### [Supplied information]
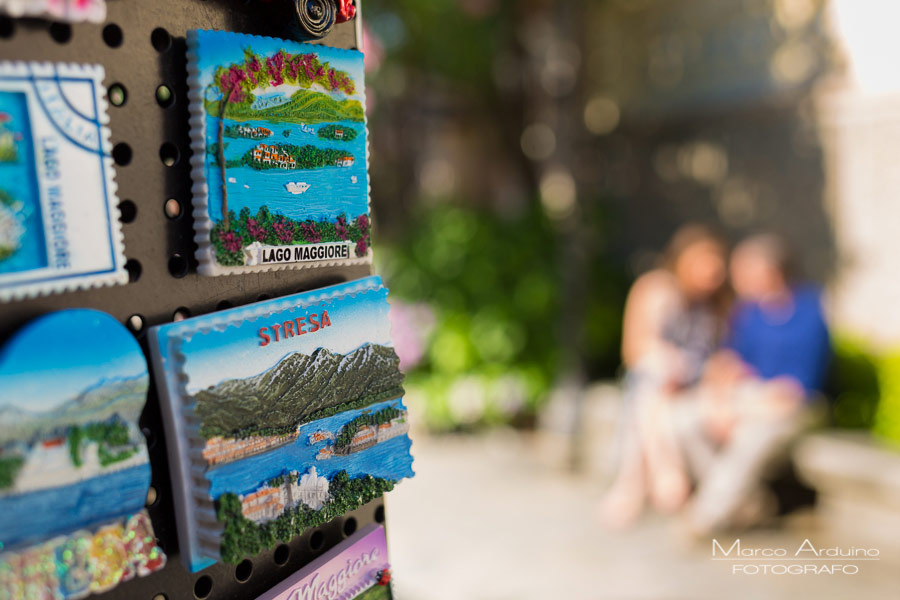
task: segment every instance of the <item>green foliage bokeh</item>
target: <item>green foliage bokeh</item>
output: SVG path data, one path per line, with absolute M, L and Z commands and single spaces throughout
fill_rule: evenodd
M 879 360 L 865 344 L 835 336 L 829 373 L 832 420 L 845 429 L 868 429 L 875 421 L 880 395 Z
M 493 77 L 489 57 L 515 33 L 515 9 L 508 0 L 487 14 L 467 13 L 459 0 L 369 0 L 366 19 L 393 46 L 392 60 L 484 91 Z
M 508 420 L 502 405 L 510 394 L 520 403 L 517 412 L 533 413 L 558 375 L 562 343 L 578 343 L 589 361 L 616 362 L 621 277 L 598 280 L 607 289 L 587 294 L 584 323 L 563 341 L 558 234 L 538 206 L 506 216 L 432 205 L 413 221 L 379 259 L 396 297 L 435 312 L 427 353 L 407 378 L 427 398 L 430 425 L 459 425 L 449 396 L 463 379 L 486 390 L 481 423 Z M 591 269 L 616 271 L 602 260 Z
M 900 445 L 900 352 L 876 352 L 863 341 L 838 335 L 830 383 L 835 426 L 869 429 Z
M 874 431 L 900 445 L 900 352 L 881 357 L 878 369 L 880 400 L 875 412 Z

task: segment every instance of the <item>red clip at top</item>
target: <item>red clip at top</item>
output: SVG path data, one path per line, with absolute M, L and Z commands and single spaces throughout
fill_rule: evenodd
M 337 16 L 334 19 L 336 23 L 346 23 L 356 16 L 355 0 L 338 0 L 337 9 Z

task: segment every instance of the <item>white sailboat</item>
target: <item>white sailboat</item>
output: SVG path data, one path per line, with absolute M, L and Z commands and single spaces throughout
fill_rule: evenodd
M 288 181 L 284 184 L 284 189 L 291 194 L 302 194 L 309 189 L 309 184 L 304 181 Z

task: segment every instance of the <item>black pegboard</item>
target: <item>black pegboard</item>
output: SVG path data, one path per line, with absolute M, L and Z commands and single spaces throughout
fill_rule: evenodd
M 132 281 L 2 304 L 0 341 L 37 316 L 65 308 L 96 308 L 132 328 L 146 353 L 146 328 L 170 322 L 176 315 L 202 315 L 369 275 L 368 266 L 223 277 L 196 273 L 185 33 L 220 29 L 312 41 L 297 25 L 292 0 L 107 0 L 107 6 L 107 21 L 99 25 L 0 18 L 0 60 L 101 64 L 106 87 L 124 90 L 124 104 L 110 104 L 109 128 L 114 147 L 122 152 L 125 144 L 131 154 L 128 164 L 116 165 L 116 182 Z M 337 25 L 322 43 L 357 48 L 359 21 Z M 171 100 L 157 98 L 160 86 L 172 92 Z M 166 214 L 171 200 L 181 208 L 175 218 Z M 149 511 L 169 562 L 157 573 L 92 598 L 189 600 L 196 597 L 195 586 L 202 588 L 208 582 L 211 591 L 205 597 L 210 600 L 252 599 L 356 528 L 384 521 L 383 501 L 376 500 L 254 557 L 249 579 L 246 564 L 217 564 L 189 573 L 178 555 L 162 417 L 152 377 L 141 426 L 148 438 L 156 496 Z

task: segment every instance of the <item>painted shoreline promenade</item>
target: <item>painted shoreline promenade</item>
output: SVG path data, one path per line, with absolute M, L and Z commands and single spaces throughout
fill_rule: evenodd
M 0 497 L 66 487 L 149 464 L 150 461 L 146 446 L 141 445 L 134 455 L 104 467 L 100 464 L 98 448 L 97 443 L 88 444 L 79 467 L 73 467 L 67 445 L 35 449 L 29 454 L 13 487 L 0 491 Z

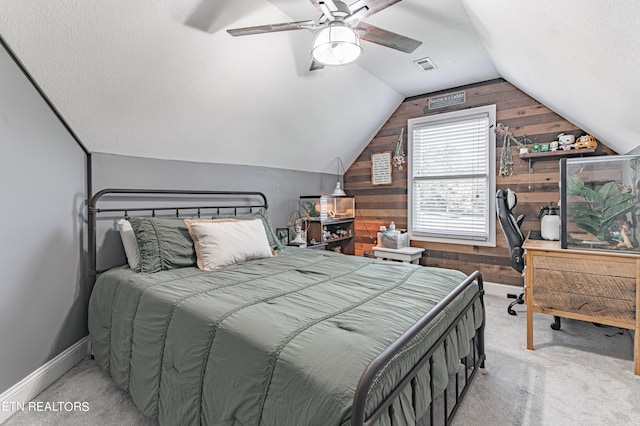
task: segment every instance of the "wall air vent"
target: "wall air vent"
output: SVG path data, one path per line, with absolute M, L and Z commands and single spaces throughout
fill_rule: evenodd
M 422 71 L 431 71 L 438 68 L 430 58 L 416 59 L 415 61 L 413 61 L 413 63 L 416 64 Z

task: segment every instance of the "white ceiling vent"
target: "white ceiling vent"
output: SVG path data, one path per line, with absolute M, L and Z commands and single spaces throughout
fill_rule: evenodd
M 438 68 L 430 58 L 416 59 L 415 61 L 413 61 L 413 63 L 416 64 L 422 71 L 431 71 Z

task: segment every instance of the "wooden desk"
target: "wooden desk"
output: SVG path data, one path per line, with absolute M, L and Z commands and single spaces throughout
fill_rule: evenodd
M 640 255 L 561 249 L 558 241 L 527 239 L 527 349 L 533 313 L 634 330 L 634 373 L 640 375 Z

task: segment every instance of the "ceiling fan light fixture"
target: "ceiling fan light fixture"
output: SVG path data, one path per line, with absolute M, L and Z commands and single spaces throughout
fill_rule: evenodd
M 311 57 L 324 65 L 347 65 L 362 56 L 358 35 L 343 22 L 335 21 L 316 34 Z

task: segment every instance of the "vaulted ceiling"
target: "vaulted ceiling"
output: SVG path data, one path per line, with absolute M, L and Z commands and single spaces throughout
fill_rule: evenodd
M 636 148 L 638 17 L 635 0 L 403 0 L 366 22 L 415 52 L 363 42 L 313 72 L 310 30 L 226 32 L 317 20 L 307 0 L 0 0 L 0 35 L 91 151 L 335 172 L 405 97 L 496 77 Z

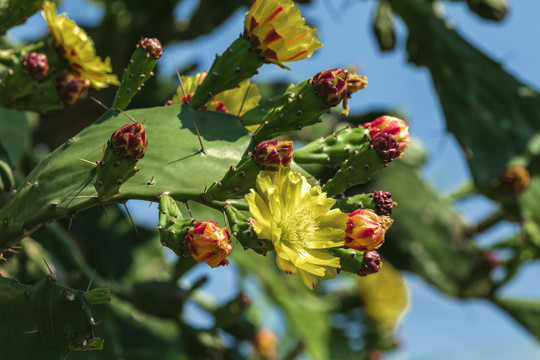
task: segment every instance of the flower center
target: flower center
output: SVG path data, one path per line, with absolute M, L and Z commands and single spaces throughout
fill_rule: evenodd
M 287 214 L 282 225 L 282 240 L 289 242 L 294 247 L 309 247 L 313 234 L 319 229 L 315 215 L 308 207 L 300 205 L 294 211 Z

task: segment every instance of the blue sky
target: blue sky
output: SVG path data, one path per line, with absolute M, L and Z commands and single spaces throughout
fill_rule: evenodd
M 369 111 L 374 108 L 394 108 L 407 114 L 411 134 L 421 142 L 429 154 L 423 174 L 436 189 L 451 192 L 467 180 L 469 171 L 453 137 L 445 132 L 444 119 L 429 73 L 406 63 L 404 42 L 406 32 L 398 21 L 398 45 L 392 53 L 382 54 L 371 33 L 371 17 L 374 1 L 314 0 L 315 6 L 302 7 L 302 14 L 317 25 L 323 48 L 308 60 L 292 63 L 291 72 L 277 66 L 264 66 L 254 81 L 283 79 L 299 82 L 317 72 L 336 67 L 355 65 L 360 73 L 367 75 L 369 86 L 355 94 L 350 101 L 352 111 Z M 178 16 L 188 12 L 196 0 L 183 0 Z M 446 16 L 458 32 L 475 46 L 482 49 L 521 81 L 540 89 L 540 50 L 535 44 L 540 34 L 537 16 L 538 1 L 513 1 L 510 13 L 502 23 L 479 20 L 466 7 L 465 2 L 448 3 Z M 66 0 L 60 11 L 68 12 L 81 26 L 99 21 L 101 10 L 95 4 L 83 0 Z M 201 69 L 208 69 L 215 53 L 222 52 L 242 31 L 243 13 L 238 12 L 213 34 L 195 42 L 179 43 L 166 49 L 160 60 L 160 71 L 172 74 L 174 66 L 197 60 Z M 40 16 L 30 19 L 28 26 L 10 32 L 23 38 L 39 35 L 45 31 Z M 144 34 L 141 34 L 144 35 Z M 131 206 L 130 206 L 131 208 Z M 475 198 L 457 205 L 469 221 L 478 221 L 489 214 L 493 204 Z M 147 205 L 134 211 L 143 219 L 149 217 Z M 150 218 L 155 215 L 151 208 Z M 153 224 L 154 225 L 154 224 Z M 486 245 L 515 231 L 515 227 L 503 224 L 487 232 L 479 239 Z M 224 282 L 234 282 L 234 270 L 212 270 L 202 264 L 191 274 L 212 276 L 205 288 L 226 300 L 234 294 L 226 291 Z M 517 278 L 504 289 L 508 296 L 540 299 L 540 266 L 528 264 Z M 189 280 L 189 279 L 187 279 Z M 538 359 L 540 346 L 536 339 L 524 331 L 506 314 L 485 301 L 461 301 L 450 299 L 422 279 L 407 276 L 411 304 L 399 328 L 401 347 L 390 354 L 390 360 L 402 359 Z

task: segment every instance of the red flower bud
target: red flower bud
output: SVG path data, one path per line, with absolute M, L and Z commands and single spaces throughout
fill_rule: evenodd
M 388 191 L 374 191 L 371 198 L 375 203 L 375 212 L 377 215 L 392 215 L 392 209 L 396 204 L 392 201 L 392 194 Z
M 83 78 L 77 72 L 70 71 L 58 75 L 55 85 L 62 103 L 73 105 L 86 95 L 90 80 Z
M 409 144 L 409 126 L 405 121 L 396 117 L 387 115 L 381 116 L 372 122 L 365 123 L 364 128 L 369 129 L 369 136 L 371 138 L 371 142 L 375 141 L 375 137 L 379 134 L 390 135 L 392 138 L 394 138 L 394 140 L 396 140 L 397 148 L 393 150 L 394 145 L 390 144 L 388 139 L 385 139 L 385 142 L 388 143 L 388 148 L 392 148 L 393 152 L 392 159 L 383 159 L 385 161 L 391 161 L 395 158 L 400 157 L 403 154 L 403 151 L 405 151 L 407 145 Z M 387 138 L 387 136 L 385 136 L 385 138 Z M 382 138 L 379 138 L 377 141 L 378 143 L 383 142 Z
M 329 106 L 338 105 L 347 96 L 349 72 L 345 69 L 324 70 L 311 79 L 317 95 Z
M 146 57 L 152 55 L 157 60 L 163 55 L 161 43 L 156 38 L 143 38 L 139 41 L 137 47 L 146 51 Z
M 148 147 L 148 139 L 142 123 L 133 123 L 122 126 L 120 130 L 111 135 L 109 147 L 118 155 L 133 161 L 144 157 Z
M 265 360 L 276 360 L 278 358 L 279 339 L 272 330 L 260 329 L 253 339 L 253 349 L 255 353 Z
M 398 151 L 399 144 L 392 135 L 379 133 L 369 140 L 369 144 L 377 151 L 384 162 L 390 162 L 400 155 Z
M 45 54 L 31 52 L 21 61 L 26 72 L 36 79 L 44 79 L 49 72 L 49 63 Z
M 379 253 L 375 250 L 367 251 L 364 253 L 364 264 L 362 265 L 362 269 L 358 271 L 358 275 L 367 276 L 378 273 L 381 266 L 382 262 Z
M 204 221 L 188 229 L 186 246 L 195 260 L 218 267 L 229 265 L 227 256 L 233 248 L 230 239 L 227 228 L 220 228 L 213 221 Z
M 501 189 L 508 195 L 516 196 L 531 183 L 531 175 L 523 166 L 508 166 L 499 176 Z
M 277 171 L 281 166 L 291 163 L 293 142 L 288 140 L 269 140 L 258 144 L 253 151 L 253 159 L 263 170 Z
M 371 209 L 358 209 L 348 213 L 345 248 L 358 251 L 378 249 L 384 242 L 386 230 L 394 220 L 388 216 L 379 216 Z

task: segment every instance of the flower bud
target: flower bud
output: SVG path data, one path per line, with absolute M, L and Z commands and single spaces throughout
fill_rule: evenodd
M 345 69 L 324 70 L 311 79 L 317 95 L 329 106 L 338 105 L 347 96 L 347 79 L 349 72 Z
M 253 349 L 265 360 L 275 360 L 278 358 L 278 345 L 278 337 L 269 329 L 260 329 L 253 339 Z
M 482 263 L 490 270 L 495 269 L 501 264 L 501 259 L 493 250 L 486 250 L 482 253 Z
M 161 43 L 156 38 L 143 38 L 139 41 L 137 47 L 146 51 L 146 57 L 152 55 L 157 60 L 163 55 Z
M 56 77 L 56 90 L 64 105 L 73 105 L 79 102 L 90 86 L 90 80 L 83 78 L 74 71 L 65 72 Z
M 523 166 L 508 166 L 499 176 L 499 180 L 502 191 L 516 196 L 529 186 L 531 175 Z
M 45 54 L 31 52 L 23 57 L 21 62 L 26 72 L 36 79 L 44 79 L 49 72 L 49 63 Z
M 378 249 L 384 242 L 386 230 L 394 220 L 388 216 L 379 216 L 371 209 L 358 209 L 348 213 L 345 248 L 358 251 Z
M 229 265 L 227 256 L 233 245 L 227 228 L 220 228 L 213 221 L 198 222 L 188 230 L 186 246 L 193 258 L 211 267 Z
M 375 203 L 375 212 L 377 215 L 392 215 L 392 209 L 396 205 L 396 203 L 392 201 L 392 194 L 388 191 L 374 191 L 371 198 Z
M 263 170 L 277 171 L 282 165 L 289 166 L 292 160 L 293 142 L 269 140 L 259 143 L 253 150 L 253 159 Z
M 364 264 L 362 269 L 358 271 L 358 275 L 367 276 L 378 273 L 382 267 L 381 256 L 375 250 L 364 253 Z
M 148 146 L 144 125 L 133 123 L 122 126 L 111 135 L 108 145 L 120 156 L 133 161 L 142 159 Z
M 395 151 L 393 150 L 393 158 L 388 161 L 400 157 L 409 144 L 409 126 L 405 121 L 396 117 L 387 115 L 381 116 L 372 122 L 365 123 L 364 128 L 369 129 L 369 136 L 372 142 L 375 141 L 375 137 L 379 134 L 390 135 L 396 140 L 397 149 L 395 149 Z M 383 142 L 382 138 L 377 141 L 379 144 Z M 393 144 L 389 144 L 388 140 L 385 140 L 385 142 L 388 143 L 389 147 L 393 147 Z M 373 145 L 373 147 L 375 147 L 375 145 Z

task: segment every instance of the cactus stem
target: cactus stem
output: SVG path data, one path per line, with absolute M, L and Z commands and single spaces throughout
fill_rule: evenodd
M 114 166 L 120 166 L 120 160 L 116 160 L 116 161 L 114 162 Z
M 38 334 L 38 335 L 43 335 L 43 330 L 42 330 L 42 329 L 39 329 L 39 330 L 30 330 L 30 331 L 25 331 L 23 334 Z
M 135 230 L 135 233 L 137 234 L 137 237 L 140 237 L 139 235 L 139 230 L 137 230 L 137 226 L 135 225 L 135 222 L 133 221 L 133 218 L 131 217 L 131 213 L 129 212 L 129 209 L 126 205 L 126 203 L 122 203 L 122 205 L 124 205 L 124 208 L 126 209 L 126 214 L 128 215 L 129 217 L 129 220 L 131 221 L 131 225 L 133 225 L 133 230 Z
M 152 176 L 152 178 L 150 180 L 148 180 L 146 182 L 146 185 L 150 186 L 150 185 L 154 185 L 154 177 Z
M 185 92 L 184 92 L 185 94 Z M 202 152 L 204 155 L 206 155 L 206 152 L 204 151 L 204 145 L 203 145 L 203 142 L 202 142 L 202 138 L 201 138 L 201 134 L 199 133 L 199 128 L 197 127 L 197 124 L 195 124 L 195 120 L 193 120 L 193 126 L 195 127 L 195 131 L 197 132 L 197 137 L 199 138 L 199 144 L 201 144 L 201 150 L 200 152 Z

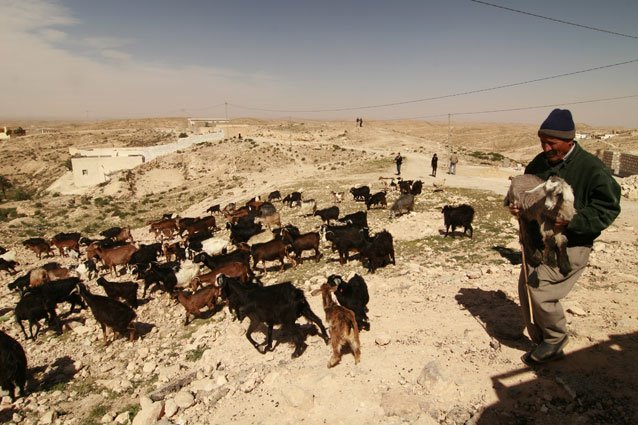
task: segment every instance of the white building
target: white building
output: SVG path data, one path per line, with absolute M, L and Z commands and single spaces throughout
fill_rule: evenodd
M 77 187 L 94 186 L 110 180 L 110 175 L 129 170 L 180 149 L 224 138 L 223 131 L 179 138 L 177 142 L 139 148 L 69 148 L 73 183 Z

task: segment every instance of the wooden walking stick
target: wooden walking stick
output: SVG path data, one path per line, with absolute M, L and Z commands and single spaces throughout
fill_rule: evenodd
M 525 245 L 521 237 L 521 218 L 518 217 L 518 242 L 521 244 L 521 257 L 523 260 L 523 276 L 525 276 L 525 290 L 527 291 L 527 306 L 529 307 L 529 322 L 534 324 L 534 311 L 532 310 L 532 291 L 529 290 L 529 281 L 527 280 L 527 261 L 525 261 Z

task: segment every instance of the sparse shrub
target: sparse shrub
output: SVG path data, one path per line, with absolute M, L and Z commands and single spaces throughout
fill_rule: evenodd
M 0 221 L 9 221 L 18 217 L 16 208 L 0 208 Z
M 109 205 L 111 203 L 113 199 L 110 196 L 106 196 L 104 198 L 95 198 L 93 200 L 93 204 L 96 207 L 104 207 L 106 205 Z
M 10 199 L 14 201 L 28 201 L 31 198 L 33 198 L 33 192 L 21 187 L 17 188 L 10 196 Z
M 179 133 L 179 138 L 183 139 L 184 137 L 188 137 L 188 134 L 186 133 Z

### [Goal of the exercise]
Scan the material above for the string "shoreline" and copy every line that has it.

### [Answer]
task: segment every instance of the <item>painted shoreline promenade</item>
target: <item>painted shoreline promenade</item>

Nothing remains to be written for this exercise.